● What you have to do
Copy the lines below word for word, with nothing changed.

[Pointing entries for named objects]
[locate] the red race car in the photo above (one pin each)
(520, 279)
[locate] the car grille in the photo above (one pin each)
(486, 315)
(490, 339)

● Output of the exercise
[locate] the red race car in the photo above (one pin each)
(520, 279)
[locate] the car grille in the photo above (one pin each)
(486, 315)
(490, 339)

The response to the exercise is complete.